┌─ Supplied records

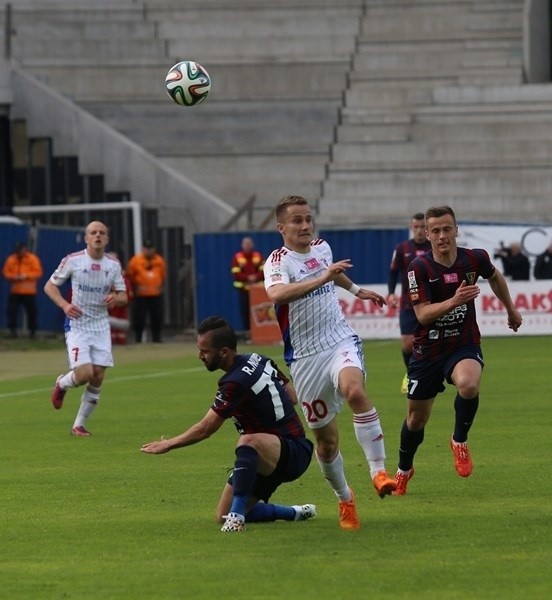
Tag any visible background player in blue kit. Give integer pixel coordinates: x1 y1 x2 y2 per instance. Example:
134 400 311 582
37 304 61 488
141 317 316 532
387 213 431 394
394 206 522 496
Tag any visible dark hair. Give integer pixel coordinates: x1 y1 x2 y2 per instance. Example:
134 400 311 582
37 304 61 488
274 196 309 223
425 206 456 225
197 317 238 350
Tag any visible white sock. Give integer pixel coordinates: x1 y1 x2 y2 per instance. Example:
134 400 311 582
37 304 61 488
58 371 78 390
315 451 353 502
73 385 100 427
353 408 385 477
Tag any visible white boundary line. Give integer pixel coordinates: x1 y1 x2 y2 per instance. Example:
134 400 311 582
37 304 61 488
0 367 205 400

└─

What the task requires
Repeat the items word for word, everything from the line containing "Tag any visible dark" down to the line containing "353 408 385 477", including both of those lines.

Response
Tag any visible dark hair. Give integer pixel coordinates: x1 y1 x2 y2 per instance. Example:
134 400 311 582
37 304 61 488
274 196 309 223
425 206 456 225
197 317 238 350
Tag any visible white sock. Give integer pixel coordinates: x1 y1 x2 y2 per instance. Example:
134 400 311 582
37 304 61 488
58 371 78 390
315 451 353 502
73 385 100 427
353 408 385 477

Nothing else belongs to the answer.